#### Selected extract
- - -

Increasing Access to the Ballot Box: As states around the country move to restrict voting rights, Maryland continued to focus on making it easier for all eligible voters to have voices heard. Mail-in voting is continuing to gain in popularity and we made sure that voters who forget to sign their mail-in ballot have the opportunity to fix, or “cure,” it in time for that vote to be counted. In addition, we allowed local boards of elections to begin canvassing mail-in ballots ahead of Election Day to avoid delays in communicating results (SB163/HB682). Finally, we codified the cost-split between the State and our local jurisdictions relating to administering elections to maintain robust access through minimizing expenses.
Celebrating Black History: Maryland, like the rest of the country, owes an immense debt of gratitude and recognition to our Black residents. Black History Month is critical, but insufficient, to recognizing those contributions that literally built our State and nation, as well as the heroic actions of Black servicemen and women who fought and died for our national interests. It’s rare that the Maryland General Assembly creates new commemorative days in statute, however we codified Juneteenth National Independence Day (HB227) and Tuskegee Airmen Commemoration Day (SB5/HB479) in an effort to acknowledge those legacies.
Developing a 21st Century Workforce: Small businesses and industries in every economic sector have dealt with workforce shortages in recent months. Although there is no one cause, we know there is a massive gap between the job requirements and skills in a 21st century economy, and people trained to meet those prerequisites. To help alleviate those issues, the Maryland General Assembly passed a number of bills to increase opportunity through drastically scaling up apprenticeship training programs across the State (SB926) and connect more young people to those experiences (SB420). We also expanded the applicability of the tax credit to employers who hire individuals with disabilities to make those jobs more accessible (SB93).
Bolstering Cybersecurity: The downage on the Maryland Department of Health’s website at the beginning of the Omicron wave underscored the urgent need to enhance Maryland’s cybersecurity apparatus, funding, and procedures. The Maryland General Assembly worked with the Governor’s office and State agencies to fund the Cyber Preparedness Unit within the MD Department of Emergency Management (SB754/HB1202), develop a long-term plan to update IT systems and local governments pay for upgrades (SB811/HB1205), and centralize authority with the MD Department of Information Technology including regular risk assessments (SB812/HB1346). In addition, the FY 2023 operating budget includes $570 million for proactive cyber infrastructure investments to immediately fend off potential attacks.

- - -

#### Stored data entries
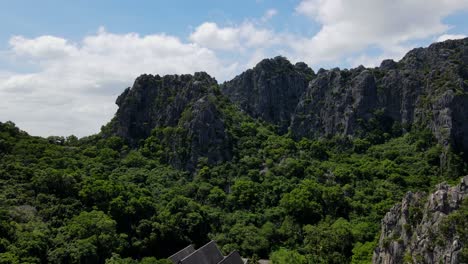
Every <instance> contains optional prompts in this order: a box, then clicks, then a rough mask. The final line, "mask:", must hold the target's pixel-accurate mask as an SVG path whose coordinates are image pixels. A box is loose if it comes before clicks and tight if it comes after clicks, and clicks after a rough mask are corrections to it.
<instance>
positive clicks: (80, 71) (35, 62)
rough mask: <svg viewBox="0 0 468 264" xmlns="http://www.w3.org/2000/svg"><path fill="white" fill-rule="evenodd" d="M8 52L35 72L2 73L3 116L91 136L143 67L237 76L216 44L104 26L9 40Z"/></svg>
mask: <svg viewBox="0 0 468 264" xmlns="http://www.w3.org/2000/svg"><path fill="white" fill-rule="evenodd" d="M9 52H10V56H11V57H12V58H13V59H14V60H16V61H17V62H18V63H22V62H25V61H26V62H28V67H30V66H31V65H33V66H34V67H33V68H34V70H31V73H15V72H13V73H12V72H3V73H2V74H1V76H2V78H1V79H0V97H1V98H2V99H3V103H2V105H1V106H0V115H1V116H2V121H5V120H12V121H14V122H16V123H18V125H19V126H20V127H21V128H22V129H25V130H26V131H28V132H30V133H32V134H33V135H44V136H45V135H53V134H55V135H67V134H75V135H79V136H84V135H89V134H91V133H96V132H98V131H99V128H100V126H101V125H104V124H105V123H107V122H108V121H109V120H110V119H111V117H112V115H113V114H114V112H115V110H116V107H115V105H114V101H115V98H116V97H117V95H118V94H120V93H121V92H122V91H123V89H124V88H125V87H127V86H129V85H131V82H132V80H134V79H135V77H137V76H138V75H140V74H142V73H153V74H156V73H157V74H161V75H162V74H174V73H177V74H182V73H193V72H195V71H207V72H210V73H211V74H213V75H214V76H216V77H218V78H225V77H226V76H231V75H232V71H233V70H234V69H235V67H236V65H235V64H226V63H223V62H222V61H221V60H220V59H219V58H218V57H217V55H216V54H215V53H214V52H213V51H212V50H210V49H207V48H203V47H200V46H199V45H197V44H195V43H183V42H182V41H181V40H179V39H178V38H176V37H173V36H168V35H164V34H156V35H148V36H140V35H138V34H135V33H130V34H112V33H108V32H106V31H105V30H103V29H101V30H99V32H97V33H96V34H93V35H90V36H87V37H85V38H84V39H83V40H82V41H80V42H79V43H71V42H70V41H68V40H66V39H63V38H59V37H53V36H41V37H38V38H25V37H23V36H15V37H12V38H11V39H10V50H9Z"/></svg>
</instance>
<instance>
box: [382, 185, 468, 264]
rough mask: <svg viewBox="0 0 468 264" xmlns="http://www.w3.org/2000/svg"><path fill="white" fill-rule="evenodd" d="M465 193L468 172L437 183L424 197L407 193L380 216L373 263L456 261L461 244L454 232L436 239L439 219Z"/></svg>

- - -

#### Questions to answer
A – Set down the part of the Maryland legislative summary starting at "Developing a 21st" and ending at "more accessible (SB93).", word for word.
B – Decide whether each statement agrees with the Maryland legislative summary, answering yes or no and quoting the words that settle it: (i) The FY 2023 operating budget sets aside $570 million for proactive cyber infrastructure investments. (ii) The Maryland General Assembly often creates new commemorative days in statute. (iii) SB420 scales up apprenticeship training programs across the State.
C – According to the Maryland legislative summary, which unit within the MD Department of Emergency Management received funding?
The rows come from a separate source.

#### Responses in order
A –
Developing a 21st Century Workforce: Small businesses and industries in every economic sector have dealt with workforce shortages in recent months. Although there is no one cause, we know there is a massive gap between the job requirements and skills in a 21st century economy, and people trained to meet those prerequisites. To help alleviate those issues, the Maryland General Assembly passed a number of bills to increase opportunity through drastically scaling up apprenticeship training programs across the State (SB926) and connect more young people to those experiences (SB420). We also expanded the applicability of the tax credit to employers who hire individuals with disabilities to make those jobs more accessible (SB93).

B –
(i) Yes: "the FY 2023 operating budget includes $570 million for proactive cyber infrastructure investments to immediately fend off potential attacks."
(ii) No: "It’s rare that the Maryland General Assembly creates new commemorative days in statute."
(iii) No: "drastically scaling up apprenticeship training programs across the State (SB926) and connect more young people to those experiences (SB420)."

C – The Cyber Preparedness Unit.